Supplied records –
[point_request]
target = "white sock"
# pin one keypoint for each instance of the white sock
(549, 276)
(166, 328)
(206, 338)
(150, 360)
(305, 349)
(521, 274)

Task to complete – Reproduce every entry above line for line, without changing a single character.

Solved problem –
[point_request]
target = "white sock"
# pin one keypoint for each instance of the white sock
(549, 276)
(166, 328)
(206, 338)
(150, 360)
(305, 349)
(521, 274)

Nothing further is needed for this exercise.